> Consigna A:
Responde con datos del texto sobre las vallas de Ceuta y Melilla:
(i) ¿Cuántos desaparecidos hubo hace cinco años junto a la valla de Ceuta?
(ii) ¿Dónde era párroco, hace cinco años, quien firma el texto?
(iii) ¿Con qué estratagema se decía que habían intentado forzar la frontera?
> Consigna B: Escribe, por favor, cómo sigue el texto sobre las vallas de Ceuta y Melilla a partir de su última frase.

> Texto seleccionado:
--
Hace cinco años, un 29 de octubre, hubo muertos, creo recordar que fueron catorce, a uno y otro lado de la valla de Ceuta, y hubo doscientos cuarenta y cinco desaparecidos.
Hace cinco años, el que suscribe era un párroco en tierras del Bierzo, y desde allí, con el interés que a los hechos concedían los medios, pudo seguir los acontecimientos de las vallas, la de Ceuta y también la de Melilla.
La idea que este ciudadano cualquiera pudo hacerse entonces de cuanto sucedía en torno a las ciudades autónomas, era que una masa de gente indocumentada, clandestinos, ilegales, inmigrantes sin derecho a entrar en el territorio de una nación soberana, habían intentado forzar la frontera con la estratagema de una avalancha humana que las fuerzas del orden, previsiblemente, no podrían controlar.
En ese contexto, las muertes sobrevenidas, si para nadie eran deseadas, se habían hecho, para muchos, aceptadas, hasta parecer incluso inevitables.
--
> Datos mostrados:
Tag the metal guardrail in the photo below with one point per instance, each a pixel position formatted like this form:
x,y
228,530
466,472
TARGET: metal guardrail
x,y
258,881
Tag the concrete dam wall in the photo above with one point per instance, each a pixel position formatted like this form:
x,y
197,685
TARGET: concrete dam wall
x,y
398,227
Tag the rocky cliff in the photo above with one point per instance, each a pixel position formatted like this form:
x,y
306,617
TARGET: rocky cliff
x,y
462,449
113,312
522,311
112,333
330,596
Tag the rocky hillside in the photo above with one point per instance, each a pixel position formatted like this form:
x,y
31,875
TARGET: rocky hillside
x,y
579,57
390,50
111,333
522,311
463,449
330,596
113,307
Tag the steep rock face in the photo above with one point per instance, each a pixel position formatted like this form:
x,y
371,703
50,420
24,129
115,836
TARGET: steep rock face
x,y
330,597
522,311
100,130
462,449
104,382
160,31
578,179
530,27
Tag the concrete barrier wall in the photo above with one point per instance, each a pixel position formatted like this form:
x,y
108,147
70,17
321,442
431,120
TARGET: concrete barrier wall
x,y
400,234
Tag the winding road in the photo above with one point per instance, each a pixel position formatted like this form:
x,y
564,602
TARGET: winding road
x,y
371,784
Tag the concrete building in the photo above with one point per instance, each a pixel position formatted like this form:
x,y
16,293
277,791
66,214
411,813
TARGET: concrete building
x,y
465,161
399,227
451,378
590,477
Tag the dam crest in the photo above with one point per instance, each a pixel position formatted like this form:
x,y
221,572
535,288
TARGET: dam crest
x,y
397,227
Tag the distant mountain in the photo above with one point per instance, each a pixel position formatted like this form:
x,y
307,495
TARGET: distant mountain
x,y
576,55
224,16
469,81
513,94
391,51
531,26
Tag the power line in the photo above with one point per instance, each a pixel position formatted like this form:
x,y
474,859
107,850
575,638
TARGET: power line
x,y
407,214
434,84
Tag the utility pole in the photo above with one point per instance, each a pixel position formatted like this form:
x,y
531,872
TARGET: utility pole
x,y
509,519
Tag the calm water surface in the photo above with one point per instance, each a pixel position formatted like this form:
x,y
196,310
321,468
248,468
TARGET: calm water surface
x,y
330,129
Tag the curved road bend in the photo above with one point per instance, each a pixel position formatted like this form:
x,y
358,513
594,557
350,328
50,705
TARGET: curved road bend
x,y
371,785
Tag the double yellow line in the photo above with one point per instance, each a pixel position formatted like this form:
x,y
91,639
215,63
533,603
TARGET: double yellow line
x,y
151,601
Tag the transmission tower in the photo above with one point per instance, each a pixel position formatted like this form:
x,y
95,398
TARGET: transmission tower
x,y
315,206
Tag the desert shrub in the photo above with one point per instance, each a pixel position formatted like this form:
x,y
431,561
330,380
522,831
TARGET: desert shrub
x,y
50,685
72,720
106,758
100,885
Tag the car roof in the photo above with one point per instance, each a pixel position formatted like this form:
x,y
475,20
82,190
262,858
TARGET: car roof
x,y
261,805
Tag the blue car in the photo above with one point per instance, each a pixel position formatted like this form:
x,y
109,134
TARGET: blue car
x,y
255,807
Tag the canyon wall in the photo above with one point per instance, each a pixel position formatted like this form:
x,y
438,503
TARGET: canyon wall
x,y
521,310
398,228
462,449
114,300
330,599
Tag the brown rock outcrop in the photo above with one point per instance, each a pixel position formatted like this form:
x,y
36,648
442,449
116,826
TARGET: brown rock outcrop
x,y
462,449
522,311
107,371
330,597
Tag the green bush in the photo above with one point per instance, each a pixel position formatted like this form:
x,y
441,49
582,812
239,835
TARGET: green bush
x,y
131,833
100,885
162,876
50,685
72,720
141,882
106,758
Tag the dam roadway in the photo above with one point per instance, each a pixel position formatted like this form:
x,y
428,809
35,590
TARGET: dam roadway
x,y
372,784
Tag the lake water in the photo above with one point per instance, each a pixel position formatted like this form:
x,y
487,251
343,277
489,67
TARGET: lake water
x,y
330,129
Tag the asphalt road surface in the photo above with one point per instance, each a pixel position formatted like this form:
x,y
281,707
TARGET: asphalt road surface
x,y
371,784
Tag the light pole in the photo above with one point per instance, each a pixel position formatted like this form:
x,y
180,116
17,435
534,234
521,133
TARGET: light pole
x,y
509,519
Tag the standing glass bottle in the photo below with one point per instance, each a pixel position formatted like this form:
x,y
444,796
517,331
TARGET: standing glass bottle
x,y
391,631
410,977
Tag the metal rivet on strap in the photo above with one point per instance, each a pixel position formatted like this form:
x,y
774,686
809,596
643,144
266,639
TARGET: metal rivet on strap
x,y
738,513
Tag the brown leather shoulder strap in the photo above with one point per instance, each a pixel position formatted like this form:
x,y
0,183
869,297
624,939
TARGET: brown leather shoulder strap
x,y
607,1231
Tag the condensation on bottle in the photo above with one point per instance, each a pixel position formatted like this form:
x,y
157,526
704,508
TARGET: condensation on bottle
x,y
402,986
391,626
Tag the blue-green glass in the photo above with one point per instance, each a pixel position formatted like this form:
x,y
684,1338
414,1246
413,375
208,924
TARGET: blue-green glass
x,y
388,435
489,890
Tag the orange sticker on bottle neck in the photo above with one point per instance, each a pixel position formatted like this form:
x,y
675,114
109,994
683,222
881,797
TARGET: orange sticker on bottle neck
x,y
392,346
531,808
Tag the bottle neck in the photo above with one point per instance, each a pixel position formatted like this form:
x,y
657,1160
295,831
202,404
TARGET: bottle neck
--
> Respuesta A:
(i) Doscientos cuarenta y cinco.
(ii) En tierras del Bierzo.
(iii) Con una avalancha humana.

> Respuesta B:
Aquel ciudadano cualquiera, aquel párroco en tierras del Bierzo, nada sabía del monte Musa, ni del bosque de Benyunes, ni de hombres, mujeres y niños acosados en esos parajes por las enfermedades, la intemperie, los militares, la corrupción, el miedo y la desesperación. Mientras yo me preguntaba el por qué de la decisión de saltar la valla, decisión que a mí me parecía suicida, ellos, la humanidad del bosque, sentían que «todo los empujaba a ir hacia delante, a intentarlo«. Todo: las enfermedades, la intemperie, los militares, la corrupción, el miedo y la desesperación. La humanidad del bosque era carne de sufrimiento, empujada por la miseria hacia un mundo soñado como mejor.
Entonces empiezas a tomar conciencia de que, disparar sobre esa humanidad, fue mucho más que un exceso: Fue una profanación del cuerpo de Dios que es el hombre, fue agresión al cuerpo sufriente de Cristo que es el desvalido, fue ofensa irreparable a la piedad, a la compasión, a la dignidad del hombre, a la vida de los pequeños, pues alguien disparó sobre una multitud empujada por todo al salto de una valla: ¡Por todo!